The command I'm using (after unsubscribing from a list) is:

lei q --augment --no-import-remote --dedupe=mid -o <maildir list location> -I <lore list location> "d:<currentdate>.."

Don't forget --augment (I did once and it destroyed my entire mailbox).
Then I have to get dovecot to index it:

doveadm force-resync -u jejb <maildir list location>

So far so good.  lei and dovecot use different unique file ids in the
Maildir, but so far it seems to recognize already received email and
not duplicate.  I came up with a cron script to automate the pull every
5 minutes or so:

#!/bin/bash
set -o pipefail
f=$(lei up --all 2>&1 | awk '/^# [0-9]* written to/{if ($2 != 0) print $5}')
if [ $? != 0 ]; then
	echo "lei up failed"
	# try to get the failure message by repeating the action
	lei up --all
	exit 1
fi
if [ -n "$f" ]; then
	for l in $f; do
		m=$(expr "$l" : '^/home/jejb/Maildir/\(.*\)/$')

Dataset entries
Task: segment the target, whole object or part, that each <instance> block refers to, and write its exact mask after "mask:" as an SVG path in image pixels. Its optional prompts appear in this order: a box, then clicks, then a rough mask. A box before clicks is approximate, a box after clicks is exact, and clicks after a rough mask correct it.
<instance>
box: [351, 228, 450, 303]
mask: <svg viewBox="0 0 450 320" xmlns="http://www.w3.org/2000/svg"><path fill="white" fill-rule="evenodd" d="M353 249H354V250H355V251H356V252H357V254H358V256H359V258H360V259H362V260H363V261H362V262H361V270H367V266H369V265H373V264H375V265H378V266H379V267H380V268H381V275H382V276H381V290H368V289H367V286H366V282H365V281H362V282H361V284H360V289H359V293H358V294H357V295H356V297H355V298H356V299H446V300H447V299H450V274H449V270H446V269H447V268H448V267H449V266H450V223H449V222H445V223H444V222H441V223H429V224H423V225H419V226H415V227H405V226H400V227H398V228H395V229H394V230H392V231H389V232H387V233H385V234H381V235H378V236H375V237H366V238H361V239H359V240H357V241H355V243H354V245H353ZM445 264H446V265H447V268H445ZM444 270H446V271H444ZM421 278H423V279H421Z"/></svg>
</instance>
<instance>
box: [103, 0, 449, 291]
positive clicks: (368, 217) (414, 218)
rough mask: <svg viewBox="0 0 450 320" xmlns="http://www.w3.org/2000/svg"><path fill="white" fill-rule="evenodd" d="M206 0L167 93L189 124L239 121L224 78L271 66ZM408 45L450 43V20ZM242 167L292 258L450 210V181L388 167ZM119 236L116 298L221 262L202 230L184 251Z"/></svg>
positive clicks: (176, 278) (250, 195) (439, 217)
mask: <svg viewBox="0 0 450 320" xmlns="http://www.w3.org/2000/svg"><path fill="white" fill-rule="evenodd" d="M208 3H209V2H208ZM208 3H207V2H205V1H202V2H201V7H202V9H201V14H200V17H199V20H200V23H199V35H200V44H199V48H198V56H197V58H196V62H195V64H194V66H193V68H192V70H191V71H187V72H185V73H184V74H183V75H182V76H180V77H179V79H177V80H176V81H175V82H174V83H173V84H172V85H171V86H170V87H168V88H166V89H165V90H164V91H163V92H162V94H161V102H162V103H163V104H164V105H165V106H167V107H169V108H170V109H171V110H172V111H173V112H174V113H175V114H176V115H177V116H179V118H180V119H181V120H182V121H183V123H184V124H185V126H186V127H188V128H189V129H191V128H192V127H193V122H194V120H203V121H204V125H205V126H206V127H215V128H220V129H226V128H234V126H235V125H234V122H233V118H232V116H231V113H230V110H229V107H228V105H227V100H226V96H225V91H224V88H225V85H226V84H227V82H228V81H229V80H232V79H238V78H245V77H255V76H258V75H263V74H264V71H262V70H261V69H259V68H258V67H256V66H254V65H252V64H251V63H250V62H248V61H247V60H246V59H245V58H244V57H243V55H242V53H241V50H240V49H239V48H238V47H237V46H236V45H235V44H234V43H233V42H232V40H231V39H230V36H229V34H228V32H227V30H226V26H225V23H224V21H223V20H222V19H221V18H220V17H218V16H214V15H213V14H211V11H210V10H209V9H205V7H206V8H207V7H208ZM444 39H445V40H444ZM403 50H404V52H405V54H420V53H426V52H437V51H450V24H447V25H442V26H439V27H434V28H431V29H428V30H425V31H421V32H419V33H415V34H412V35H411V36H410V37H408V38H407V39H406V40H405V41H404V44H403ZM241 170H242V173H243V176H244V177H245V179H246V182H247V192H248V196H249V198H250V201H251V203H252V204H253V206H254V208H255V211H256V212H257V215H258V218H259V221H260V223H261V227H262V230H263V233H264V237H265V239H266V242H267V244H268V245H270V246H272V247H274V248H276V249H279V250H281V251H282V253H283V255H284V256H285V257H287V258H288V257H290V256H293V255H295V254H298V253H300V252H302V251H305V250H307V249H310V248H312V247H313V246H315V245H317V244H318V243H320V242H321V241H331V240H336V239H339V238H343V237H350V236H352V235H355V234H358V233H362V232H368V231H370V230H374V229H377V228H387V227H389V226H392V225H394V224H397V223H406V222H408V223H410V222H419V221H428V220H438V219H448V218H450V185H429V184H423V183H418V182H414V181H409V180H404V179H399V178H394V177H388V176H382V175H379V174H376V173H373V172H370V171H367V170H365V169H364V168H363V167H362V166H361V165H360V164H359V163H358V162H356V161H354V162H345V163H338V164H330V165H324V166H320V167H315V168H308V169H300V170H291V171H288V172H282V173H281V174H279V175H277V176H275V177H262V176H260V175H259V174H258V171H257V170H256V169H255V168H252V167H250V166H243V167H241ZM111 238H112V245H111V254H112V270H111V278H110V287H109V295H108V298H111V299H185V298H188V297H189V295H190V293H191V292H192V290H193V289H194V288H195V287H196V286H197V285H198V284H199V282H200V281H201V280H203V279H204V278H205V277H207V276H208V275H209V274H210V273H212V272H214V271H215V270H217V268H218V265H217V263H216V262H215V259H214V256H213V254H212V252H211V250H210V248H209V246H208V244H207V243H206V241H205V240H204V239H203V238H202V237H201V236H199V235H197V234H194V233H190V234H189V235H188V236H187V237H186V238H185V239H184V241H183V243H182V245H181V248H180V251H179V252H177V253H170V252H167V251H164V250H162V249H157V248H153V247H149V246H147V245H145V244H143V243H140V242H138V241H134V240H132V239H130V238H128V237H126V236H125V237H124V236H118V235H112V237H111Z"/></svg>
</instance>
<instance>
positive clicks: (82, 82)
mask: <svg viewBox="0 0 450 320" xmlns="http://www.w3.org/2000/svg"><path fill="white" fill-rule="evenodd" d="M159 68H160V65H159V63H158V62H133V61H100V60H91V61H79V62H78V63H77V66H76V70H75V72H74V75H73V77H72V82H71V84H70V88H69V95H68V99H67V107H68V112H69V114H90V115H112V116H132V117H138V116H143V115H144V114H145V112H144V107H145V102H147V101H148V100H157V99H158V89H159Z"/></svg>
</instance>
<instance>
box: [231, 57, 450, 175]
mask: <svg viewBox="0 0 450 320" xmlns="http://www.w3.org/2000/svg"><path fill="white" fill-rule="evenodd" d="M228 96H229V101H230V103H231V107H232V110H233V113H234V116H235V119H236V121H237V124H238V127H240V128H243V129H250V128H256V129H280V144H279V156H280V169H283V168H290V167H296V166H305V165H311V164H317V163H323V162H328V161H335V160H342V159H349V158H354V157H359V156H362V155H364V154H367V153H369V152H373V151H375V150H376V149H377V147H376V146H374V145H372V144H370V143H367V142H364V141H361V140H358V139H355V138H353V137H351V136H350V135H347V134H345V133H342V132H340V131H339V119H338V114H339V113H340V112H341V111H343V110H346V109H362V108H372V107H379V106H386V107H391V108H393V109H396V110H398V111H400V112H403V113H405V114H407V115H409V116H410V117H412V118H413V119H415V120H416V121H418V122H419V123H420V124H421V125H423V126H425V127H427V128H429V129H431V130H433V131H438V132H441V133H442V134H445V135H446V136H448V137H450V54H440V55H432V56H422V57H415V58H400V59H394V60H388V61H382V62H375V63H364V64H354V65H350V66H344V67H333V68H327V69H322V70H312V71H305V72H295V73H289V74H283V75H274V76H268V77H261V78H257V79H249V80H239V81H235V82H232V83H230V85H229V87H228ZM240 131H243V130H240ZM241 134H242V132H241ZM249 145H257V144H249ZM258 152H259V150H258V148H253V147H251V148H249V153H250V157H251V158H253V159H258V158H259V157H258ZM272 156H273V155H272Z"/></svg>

→ Assigned task
Answer these about the lei and dovecot post:
(a) Which option does the post say not to forget, and what happened when it was left out?
(b) Which command gets dovecot to index the maildir?
(c) About how often is the cron script meant to run the pull?

→ Answer for the task
(a) --augment; leaving it out once destroyed the entire mailbox.
(b) doveadm force-resync -u jejb <maildir list location>
(c) Every 5 minutes or so.